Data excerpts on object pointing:
++++++++++
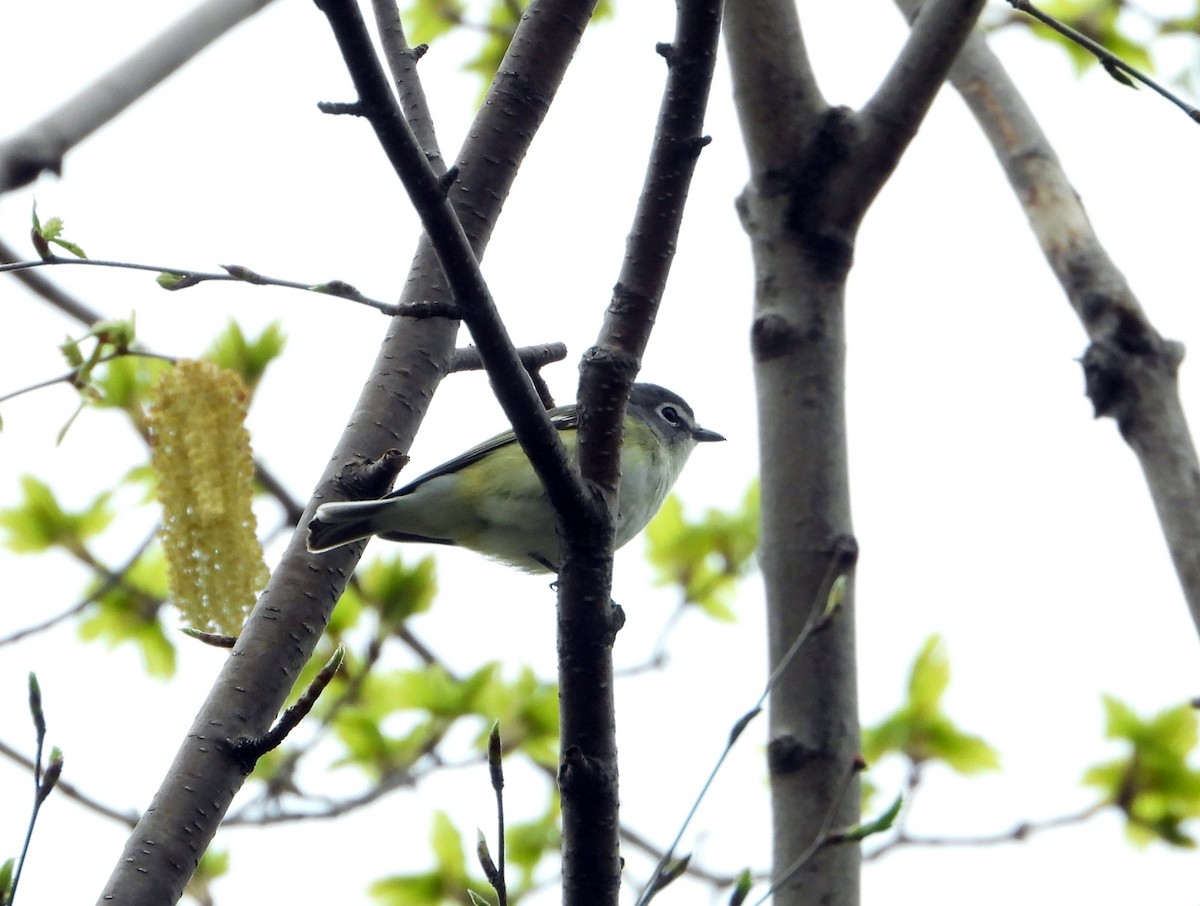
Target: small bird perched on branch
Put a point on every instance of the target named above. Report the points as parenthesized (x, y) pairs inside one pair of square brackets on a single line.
[(491, 501)]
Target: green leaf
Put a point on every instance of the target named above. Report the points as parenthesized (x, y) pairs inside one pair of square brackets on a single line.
[(742, 888), (129, 613), (705, 559), (423, 889), (6, 870), (1097, 19), (447, 844), (876, 826), (247, 358), (1152, 784), (399, 591), (929, 677), (429, 19), (125, 383), (51, 232), (39, 522), (919, 730), (529, 843)]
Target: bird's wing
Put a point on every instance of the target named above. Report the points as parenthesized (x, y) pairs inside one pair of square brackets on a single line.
[(562, 418)]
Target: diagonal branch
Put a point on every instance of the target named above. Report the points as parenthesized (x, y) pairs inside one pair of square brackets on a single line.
[(510, 381), (42, 145), (1131, 370), (587, 621), (291, 616)]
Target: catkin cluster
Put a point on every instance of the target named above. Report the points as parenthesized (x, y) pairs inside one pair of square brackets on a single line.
[(201, 454)]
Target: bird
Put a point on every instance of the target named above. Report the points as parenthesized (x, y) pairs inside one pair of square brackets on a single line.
[(490, 499)]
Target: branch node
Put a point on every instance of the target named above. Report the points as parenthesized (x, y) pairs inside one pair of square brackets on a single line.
[(213, 639), (366, 480), (447, 180), (429, 309), (249, 750)]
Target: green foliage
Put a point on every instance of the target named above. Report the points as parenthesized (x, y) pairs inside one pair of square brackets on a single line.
[(246, 358), (919, 730), (214, 864), (396, 591), (1152, 784), (6, 871), (430, 701), (450, 882), (527, 708), (529, 843), (51, 233), (876, 826), (742, 888), (126, 612), (447, 882), (124, 384), (706, 558), (425, 21), (39, 522)]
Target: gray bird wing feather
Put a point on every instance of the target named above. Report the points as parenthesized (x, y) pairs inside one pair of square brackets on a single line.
[(562, 418)]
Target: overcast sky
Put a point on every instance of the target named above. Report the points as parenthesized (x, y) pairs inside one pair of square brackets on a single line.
[(988, 503)]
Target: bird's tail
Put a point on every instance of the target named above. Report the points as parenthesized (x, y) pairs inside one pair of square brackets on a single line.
[(340, 523)]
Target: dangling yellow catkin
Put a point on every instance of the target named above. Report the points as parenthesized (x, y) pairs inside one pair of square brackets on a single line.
[(199, 449)]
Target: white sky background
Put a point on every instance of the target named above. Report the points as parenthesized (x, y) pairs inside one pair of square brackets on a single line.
[(989, 505)]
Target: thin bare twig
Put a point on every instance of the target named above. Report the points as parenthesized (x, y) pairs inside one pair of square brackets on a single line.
[(1114, 65)]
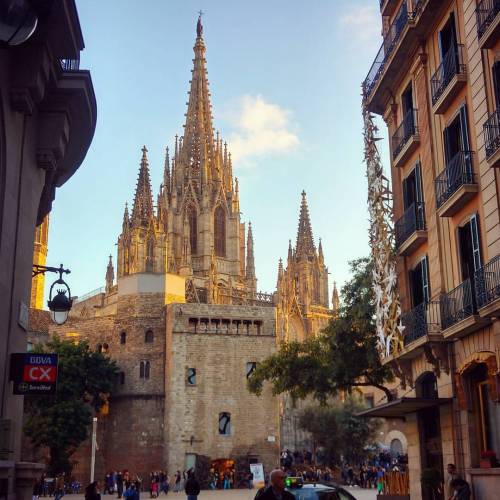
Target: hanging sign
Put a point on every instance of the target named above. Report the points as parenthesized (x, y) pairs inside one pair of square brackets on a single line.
[(33, 373)]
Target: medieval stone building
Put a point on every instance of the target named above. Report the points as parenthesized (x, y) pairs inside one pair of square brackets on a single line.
[(183, 321)]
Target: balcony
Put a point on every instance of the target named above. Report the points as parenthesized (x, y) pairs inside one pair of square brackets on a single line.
[(491, 131), (455, 185), (459, 312), (422, 324), (406, 138), (390, 59), (487, 284), (448, 80), (488, 22), (410, 231), (387, 7)]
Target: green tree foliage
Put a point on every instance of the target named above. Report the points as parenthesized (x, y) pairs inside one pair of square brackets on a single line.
[(343, 356), (61, 422), (339, 432)]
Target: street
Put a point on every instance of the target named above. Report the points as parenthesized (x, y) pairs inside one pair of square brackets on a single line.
[(359, 493)]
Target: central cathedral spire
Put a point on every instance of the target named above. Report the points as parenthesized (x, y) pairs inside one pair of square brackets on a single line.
[(197, 153)]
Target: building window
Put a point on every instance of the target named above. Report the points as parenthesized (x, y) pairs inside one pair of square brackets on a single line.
[(193, 229), (486, 411), (469, 247), (251, 366), (144, 369), (225, 423), (419, 282), (191, 376), (220, 232), (150, 256), (149, 337)]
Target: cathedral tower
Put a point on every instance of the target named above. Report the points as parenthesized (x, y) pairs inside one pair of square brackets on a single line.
[(302, 288), (196, 229)]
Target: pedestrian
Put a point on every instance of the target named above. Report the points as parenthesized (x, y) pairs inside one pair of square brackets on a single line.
[(119, 484), (59, 491), (192, 487), (37, 489), (461, 489), (92, 491), (276, 490)]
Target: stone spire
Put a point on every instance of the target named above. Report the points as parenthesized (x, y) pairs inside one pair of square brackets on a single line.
[(143, 201), (197, 151), (110, 275), (167, 183), (305, 244), (335, 300), (126, 219), (250, 269)]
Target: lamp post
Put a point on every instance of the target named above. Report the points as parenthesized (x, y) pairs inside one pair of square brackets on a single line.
[(60, 304)]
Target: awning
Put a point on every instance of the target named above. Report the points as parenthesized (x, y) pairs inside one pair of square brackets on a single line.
[(399, 408)]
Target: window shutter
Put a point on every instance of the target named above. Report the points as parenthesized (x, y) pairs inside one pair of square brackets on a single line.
[(425, 279), (476, 247)]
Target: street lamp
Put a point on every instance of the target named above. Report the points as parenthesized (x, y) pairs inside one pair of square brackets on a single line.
[(18, 21), (61, 303)]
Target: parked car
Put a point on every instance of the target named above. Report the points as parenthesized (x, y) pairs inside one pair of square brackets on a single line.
[(316, 491)]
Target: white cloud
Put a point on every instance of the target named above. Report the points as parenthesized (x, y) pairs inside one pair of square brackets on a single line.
[(362, 24), (260, 128)]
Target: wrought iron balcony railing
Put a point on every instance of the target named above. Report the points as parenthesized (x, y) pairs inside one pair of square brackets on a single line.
[(404, 132), (486, 11), (487, 282), (390, 40), (70, 64), (413, 219), (458, 304), (457, 173), (451, 65), (491, 130), (420, 321)]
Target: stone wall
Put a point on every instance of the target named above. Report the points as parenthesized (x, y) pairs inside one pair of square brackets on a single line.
[(226, 338)]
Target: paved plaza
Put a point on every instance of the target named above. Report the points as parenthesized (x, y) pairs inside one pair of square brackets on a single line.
[(359, 493)]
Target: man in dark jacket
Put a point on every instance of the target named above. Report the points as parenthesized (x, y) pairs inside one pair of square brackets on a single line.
[(276, 490), (192, 487)]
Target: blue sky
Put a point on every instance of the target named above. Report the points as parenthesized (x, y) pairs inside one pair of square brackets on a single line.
[(285, 80)]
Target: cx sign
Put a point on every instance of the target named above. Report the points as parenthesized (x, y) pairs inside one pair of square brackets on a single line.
[(34, 373)]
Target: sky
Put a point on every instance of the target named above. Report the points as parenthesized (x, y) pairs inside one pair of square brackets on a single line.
[(285, 80)]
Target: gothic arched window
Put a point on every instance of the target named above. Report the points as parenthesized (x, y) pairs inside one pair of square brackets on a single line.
[(150, 256), (193, 229), (220, 232)]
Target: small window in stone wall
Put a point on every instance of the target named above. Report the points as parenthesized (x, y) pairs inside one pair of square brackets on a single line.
[(225, 423), (144, 369), (251, 366), (191, 376)]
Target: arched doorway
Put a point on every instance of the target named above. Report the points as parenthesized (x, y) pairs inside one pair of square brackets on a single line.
[(429, 423)]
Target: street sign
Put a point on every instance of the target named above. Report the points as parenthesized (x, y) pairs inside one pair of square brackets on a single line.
[(33, 373)]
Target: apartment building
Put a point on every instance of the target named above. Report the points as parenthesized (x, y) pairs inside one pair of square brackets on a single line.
[(436, 83)]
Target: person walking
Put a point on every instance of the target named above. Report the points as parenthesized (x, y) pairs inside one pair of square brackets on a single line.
[(192, 487), (276, 490), (92, 491)]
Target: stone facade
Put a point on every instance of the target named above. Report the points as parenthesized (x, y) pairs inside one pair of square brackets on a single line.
[(438, 92), (47, 121)]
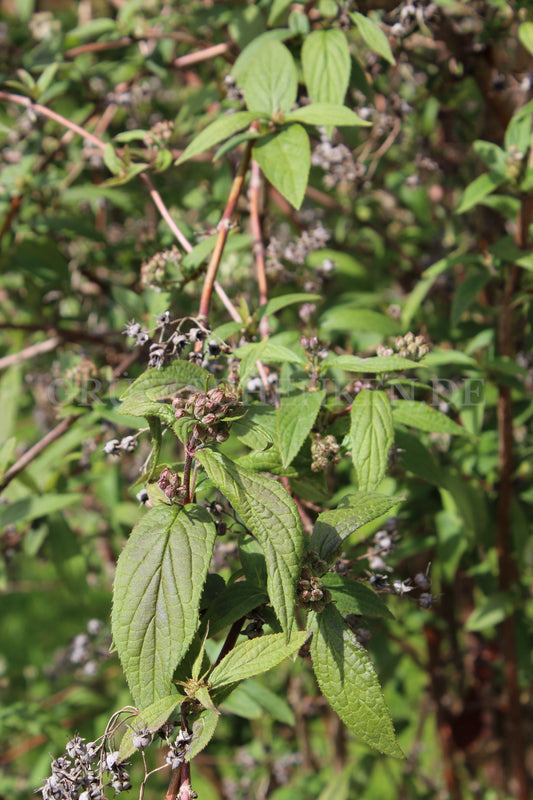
++++++++++
- [Given request] Copy the data from the line with "Target: apartment building" through the end of the data, swapping "Put a point" for "Place a point" wherever it occurs and keeping everything else the same. Leave the pictures out of the copy.

- [Task solution]
Target: apartment building
Place a point on every instance of the target named above. Report the points as parenthesized (x, y) pairs inside one pair of square brackets on a single line.
[(436, 83)]
Target: person walking
Place a point on every instance of the target named above. Report the points as parenthesized (x, y) pairs inside one pair of square brackets on a single line.
[(192, 487), (276, 490), (92, 491)]
Target: stone facade
Place a point on every instance of the target named above. Report the points as parenthesized (x, y) pairs inside one pair of square brackets on a single line.
[(438, 92), (47, 121)]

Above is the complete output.